Short task:
Write every record out again exactly, and keep images out of it.

[Coordinate labeling data]

□ □ □

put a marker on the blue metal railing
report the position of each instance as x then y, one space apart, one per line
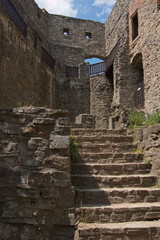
96 68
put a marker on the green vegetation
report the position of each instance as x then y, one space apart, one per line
73 148
138 119
138 151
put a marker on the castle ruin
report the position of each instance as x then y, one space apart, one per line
42 64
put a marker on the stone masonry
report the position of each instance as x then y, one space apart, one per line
35 186
117 198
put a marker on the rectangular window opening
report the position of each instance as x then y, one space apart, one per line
134 26
66 31
88 35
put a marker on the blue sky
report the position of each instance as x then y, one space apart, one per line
96 10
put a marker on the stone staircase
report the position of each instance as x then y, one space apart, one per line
116 195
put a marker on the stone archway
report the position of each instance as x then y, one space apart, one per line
137 64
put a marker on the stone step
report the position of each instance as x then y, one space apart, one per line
111 169
144 230
105 158
99 181
125 212
89 131
94 139
116 195
106 148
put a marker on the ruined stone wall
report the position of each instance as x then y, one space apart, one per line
76 37
35 187
71 50
148 141
117 32
148 44
24 78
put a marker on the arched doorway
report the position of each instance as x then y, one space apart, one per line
137 63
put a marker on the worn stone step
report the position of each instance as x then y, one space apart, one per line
116 195
105 158
144 230
99 181
94 139
111 169
89 131
106 148
114 213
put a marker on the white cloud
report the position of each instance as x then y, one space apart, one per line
62 7
106 6
104 2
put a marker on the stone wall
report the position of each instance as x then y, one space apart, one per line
117 33
24 78
147 43
35 186
148 141
76 37
71 50
136 59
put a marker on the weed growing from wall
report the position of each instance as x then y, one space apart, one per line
138 119
73 149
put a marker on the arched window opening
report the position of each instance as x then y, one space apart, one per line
96 65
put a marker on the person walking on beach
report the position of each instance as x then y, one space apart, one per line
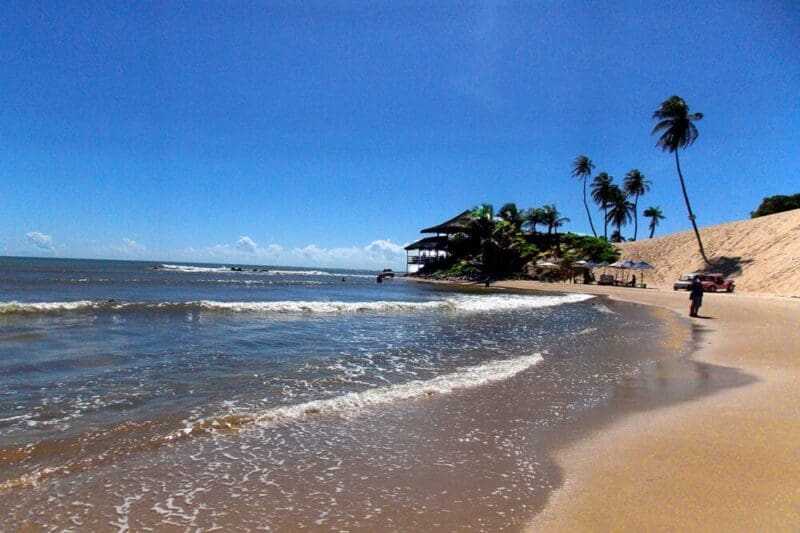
695 296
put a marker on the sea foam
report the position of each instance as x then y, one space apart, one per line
355 403
461 303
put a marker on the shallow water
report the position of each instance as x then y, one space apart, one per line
288 399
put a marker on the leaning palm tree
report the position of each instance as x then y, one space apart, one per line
582 168
601 194
620 209
635 185
679 131
654 214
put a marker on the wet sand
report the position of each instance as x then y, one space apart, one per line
725 461
479 459
488 458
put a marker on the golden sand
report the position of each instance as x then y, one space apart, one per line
725 462
763 254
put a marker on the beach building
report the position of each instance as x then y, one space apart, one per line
433 249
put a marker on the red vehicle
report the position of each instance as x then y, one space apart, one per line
716 282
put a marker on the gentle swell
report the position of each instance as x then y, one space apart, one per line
268 272
459 303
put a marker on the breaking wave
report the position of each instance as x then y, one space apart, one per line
259 271
456 304
349 404
356 402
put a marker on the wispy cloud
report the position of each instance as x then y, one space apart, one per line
246 244
40 241
377 254
132 247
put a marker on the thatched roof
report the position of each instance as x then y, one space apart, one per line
454 225
429 243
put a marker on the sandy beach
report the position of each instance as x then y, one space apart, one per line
727 461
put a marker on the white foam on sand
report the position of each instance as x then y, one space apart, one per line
461 303
354 403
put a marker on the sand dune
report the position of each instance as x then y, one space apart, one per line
761 254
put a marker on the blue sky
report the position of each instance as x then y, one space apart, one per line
329 133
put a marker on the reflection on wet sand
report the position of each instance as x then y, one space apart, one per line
478 458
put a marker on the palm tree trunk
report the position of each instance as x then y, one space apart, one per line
689 208
588 214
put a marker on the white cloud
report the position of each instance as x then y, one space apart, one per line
40 240
246 244
378 254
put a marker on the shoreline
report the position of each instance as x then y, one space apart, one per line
726 459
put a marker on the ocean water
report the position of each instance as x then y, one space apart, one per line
197 396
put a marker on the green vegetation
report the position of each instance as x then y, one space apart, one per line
602 191
507 245
776 204
679 131
582 168
635 185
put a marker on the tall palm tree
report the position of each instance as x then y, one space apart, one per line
533 217
552 217
512 215
601 194
620 210
582 168
616 236
635 185
679 131
654 214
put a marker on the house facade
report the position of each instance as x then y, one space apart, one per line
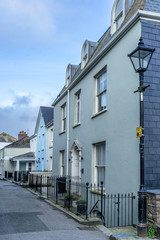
96 114
6 139
19 147
45 116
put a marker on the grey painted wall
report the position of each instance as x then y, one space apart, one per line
116 126
151 37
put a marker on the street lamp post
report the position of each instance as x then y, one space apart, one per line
140 59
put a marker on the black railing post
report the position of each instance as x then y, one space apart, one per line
87 187
69 205
102 200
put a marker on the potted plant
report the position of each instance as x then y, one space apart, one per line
68 200
81 207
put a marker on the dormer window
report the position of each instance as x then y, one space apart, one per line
119 11
87 50
70 72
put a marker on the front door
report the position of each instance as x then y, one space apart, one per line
75 165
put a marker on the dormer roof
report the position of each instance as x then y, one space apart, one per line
130 11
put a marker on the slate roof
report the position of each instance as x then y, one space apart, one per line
25 155
21 143
147 5
4 137
47 113
152 5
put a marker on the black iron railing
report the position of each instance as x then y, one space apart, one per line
87 200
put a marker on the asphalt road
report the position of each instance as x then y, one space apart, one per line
24 216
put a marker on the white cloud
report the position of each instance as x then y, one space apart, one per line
32 17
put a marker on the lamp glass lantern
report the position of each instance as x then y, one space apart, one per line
141 57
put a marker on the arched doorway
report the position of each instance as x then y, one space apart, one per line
76 162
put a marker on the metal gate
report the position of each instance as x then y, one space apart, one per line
118 210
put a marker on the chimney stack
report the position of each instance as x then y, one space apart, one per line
22 134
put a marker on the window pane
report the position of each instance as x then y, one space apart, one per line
102 82
119 8
100 156
85 50
102 102
69 71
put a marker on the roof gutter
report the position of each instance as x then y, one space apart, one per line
140 14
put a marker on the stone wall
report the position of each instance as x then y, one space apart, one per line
153 208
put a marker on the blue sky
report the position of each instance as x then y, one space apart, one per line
39 38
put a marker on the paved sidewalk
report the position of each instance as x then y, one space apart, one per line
24 216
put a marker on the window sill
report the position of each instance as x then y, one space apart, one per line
99 113
76 125
62 132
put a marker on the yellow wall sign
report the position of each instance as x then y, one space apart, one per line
139 132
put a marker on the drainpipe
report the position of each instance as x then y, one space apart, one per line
67 132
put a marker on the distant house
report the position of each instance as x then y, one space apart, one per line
44 133
19 147
6 139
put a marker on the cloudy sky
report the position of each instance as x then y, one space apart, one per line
38 39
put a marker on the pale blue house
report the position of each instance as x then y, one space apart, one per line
45 116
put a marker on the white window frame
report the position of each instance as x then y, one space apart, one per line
100 94
85 54
115 19
99 167
62 163
77 107
63 117
51 137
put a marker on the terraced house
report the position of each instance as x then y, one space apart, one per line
96 113
44 142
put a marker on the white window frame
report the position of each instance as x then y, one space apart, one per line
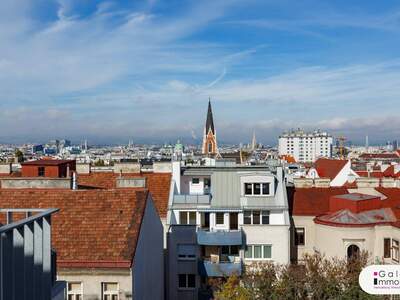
395 250
261 215
74 293
187 213
261 189
109 293
187 282
262 252
223 218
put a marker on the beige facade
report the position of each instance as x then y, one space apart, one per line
333 241
91 281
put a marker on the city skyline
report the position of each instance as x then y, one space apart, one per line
110 71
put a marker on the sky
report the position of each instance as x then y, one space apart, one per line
110 71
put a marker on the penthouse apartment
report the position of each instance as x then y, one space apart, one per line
305 146
221 218
343 221
108 234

□ □ □

The reply:
put a marker on the blue metal railing
report the position of each instance as x then y, one space apart, one per line
96 68
put a marker on the green vegetation
report the position of each instance as x then y, one space apart, one per line
73 148
138 119
138 151
put a marker on the castle ruin
report the position of each instance as x then y, one space apart, one per line
42 64
put a marker on the stone masonry
report the position of each instance as x then y, one space apart, one per line
35 186
117 198
put a marker on the rectangular window opening
report the position of each instance as x then y, one space apart, one per line
134 26
66 31
88 35
put a marker on the blue sky
report the position of each instance as x then y, one space apart, one per line
96 10
put a marker on the stone staircase
report the position of each instance as x then y, one space apart, one per line
116 195
put a marker on the stone archway
report the position of each instance as x then y, one space apart, one per line
137 64
put a marker on the stone step
report the position of each instance as x then y, one space apart, one per line
111 169
144 230
105 158
99 181
125 212
89 131
94 139
116 195
106 148
put a marker on the ruined stone wall
report the position of each instance as x then y, one space apart, one per line
76 37
35 187
71 50
148 141
117 32
148 44
24 78
put a marker on the arched doorway
report the position of each instance as x then y, one space apart, one per line
137 63
put a marker on the worn stone step
report the position of each instance as x then y, one space apart, one per line
116 195
105 158
144 230
99 181
94 139
111 169
89 131
106 148
114 213
put a marker on the white cloud
report the position of each instance as x then y, one space apart, one per line
62 7
106 6
104 2
put a marker on the stone wall
report the position of each instance as x then y, one space apart, one per line
117 33
24 78
147 43
35 186
148 141
76 37
71 50
136 59
put a marker on the weed growing from wall
report the position of each instance as x then y, one space apart, one per line
138 119
73 149
put a marker on the arched window opening
report the position of each instance as x then y, one space apart, one per line
96 65
put a marker on the person walking on beach
report the position of each instance as x then y, one space apart, one per line
695 296
put a marker on the sea foam
report the position of each instance as x then y, one space apart, one per line
355 403
461 303
put a marker on the shallow water
report the position of each instance as x then y, one space apart, one per line
288 399
put a marker on the leaning palm tree
report the position of each instance as x then y, one space apart, one per line
582 168
601 194
620 209
635 185
679 131
654 214
put a marker on the wet sand
report the position of each instance as x then y, one space apart, one per line
725 461
479 459
488 458
put a marker on the golden sand
report the position of each instance as x then y, one space apart, one per line
725 462
763 254
put a marker on the beach building
report the position of each instance as x then y, one space apart, one per line
433 249
put a marker on the red vehicle
report the position of each instance as x then y, one space apart, one per line
716 282
put a marker on the gentle swell
report the position of each instance as x then y, one space apart, one per line
268 272
459 303
put a marker on the breaking wave
report the position of each instance as x then y, one space apart, one per line
259 271
456 304
349 404
356 402
put a marker on the wispy cloud
report the position of each instance as x then y, one space apart, one per line
246 244
40 241
377 254
132 247
put a marker on the thatched roof
report the position of each instance as x then y, one space apart, one per line
454 225
429 243
put a marker on the sandy beach
report the position of each instance as x then y, one space apart, one per line
727 461
put a marker on the white foam on sand
report the position of each instance as x then y, one space apart, one per line
461 303
354 403
put a marker on the sand dune
report the position of each instance as x then y, one space apart, one per line
761 254
put a marker on the blue sky
report the position of each instance as x then y, one space apart, one per line
329 133
put a marker on the reflection on wet sand
report the position of each instance as x then y, one space apart, one per line
478 458
put a marker on the palm tree trunk
report the position of each instance as x then y, one space apart, one per line
689 208
588 214
put a marker on the white cloud
report the position of each instance as x then y, one space apart, one per line
40 240
246 244
378 254
put a marker on the shoreline
report the position of each instance as x then y, one space apart, one per line
726 459
put a marker on the ocean water
report the position of each instance as x then y, one space apart, one per line
197 396
put a marker on the green vegetation
report the position of each instance as x then y, one space apart, one per line
602 191
507 245
776 204
679 131
582 168
635 185
put a marker on the tall palm tree
report the position of each instance as x then y, one space apart, one per line
533 217
552 217
512 215
601 194
620 210
582 168
616 236
635 185
679 131
654 214
put a marker on the house facade
report the position of each instance as x then y, one space apart, one per line
96 114
6 139
19 147
45 116
put a marker on the grey painted wall
report the position of each instance as x then y, one space apart, one per line
116 126
151 37
put a marker on the street lamp post
report the position of each instance as x then y, one space apart, one per line
140 59
put a marker on the black railing post
report the position of each instance as x then y, one space apart, one per line
87 187
69 205
102 200
put a marker on the potted plant
report the position of each instance as x then y, one space apart, one per line
68 200
81 207
put a marker on the dormer window
report the position of each instance as x then y, one space apart, one per line
119 11
87 50
70 72
put a marker on the front door
report the position of each instance as x then y, one space apart, one per line
75 165
put a marker on the dormer roof
report the position of each instance as x then y, one space apart, one per line
130 11
put a marker on the slate roof
report the position of each instance as x then y, one space apart, one per line
25 155
21 143
147 5
4 137
47 113
152 5
put a marker on the black iron railing
report the position of each instance as x then y, one space apart, one per line
87 200
put a marker on the asphalt road
report the position of each instance as x then y, one space apart, one per line
24 216
put a marker on the white cloud
report the position of each instance as x then y, one space apart, one per line
32 17
put a marker on the lamp glass lantern
report the position of each instance as x then y, one space apart, one per line
141 57
put a marker on the arched doorway
report the position of each instance as x then y, one space apart, one per line
76 162
put a marker on the metal gate
report the position of each instance as x then y, one space apart, one per line
118 210
put a marker on the chimney stack
report the position of each instance as x then y, one space apart, one per line
22 134
put a marker on the window pane
report the position of each instance as x then y, one space apart, one per line
102 82
119 8
100 156
85 50
102 102
69 71
put a marker on the roof gutter
report the position of each instance as x then y, one space apart, one per line
140 14
put a marker on the stone wall
report the position of each instance as x then y, one space apart, one per line
153 208
put a marker on the blue sky
report the position of each instance as x then y, one space apart, one per line
39 38
put a marker on the paved sidewalk
report the position of each instance as x then y, one space apart, one per line
24 216
put a marker on the window sill
report the position of each instance as x then y, one space apart, one per line
99 113
76 125
62 132
put a marker on the yellow wall sign
report the position of each instance as x then y, one space apart, one per line
139 132
put a marker on the drainpipe
report the position of each instance as x then y, one space apart, one per line
67 132
put a marker on the distant house
report the position of each instance as x then y, one space apart, one per line
44 133
19 147
6 139
put a marker on the cloudy sky
report the position of each instance as x then y, one space apart, one per line
38 39
put a marker on the pale blue house
report the position of each instance as x then y, one space apart, one per line
45 116
put a marker on the white window frame
report the position of each instance as x then y, one space apart, one per line
100 94
85 54
115 19
99 167
62 163
77 107
63 117
51 137
put a marker on the terraced house
report the position of each instance as x then y, one space apart, one per line
96 113
44 142
put a marker on the white window frame
report the position of each instance as x then y, one space apart, one per line
395 250
261 215
74 293
187 213
261 189
109 293
187 282
262 252
223 218
put a marker on the beige facade
report the position of each instance as x then y, one space apart, one per line
333 241
91 281
put a marker on the city skyline
report the position of each instance as x then y, one space apart, one per line
110 71
put a marker on the sky
report the position of each instance as x then y, one space apart, one per line
110 71
put a marker on the penthouse apartment
report the position of each instance as x then y, one space apart, one per line
305 146
221 218
343 221
108 234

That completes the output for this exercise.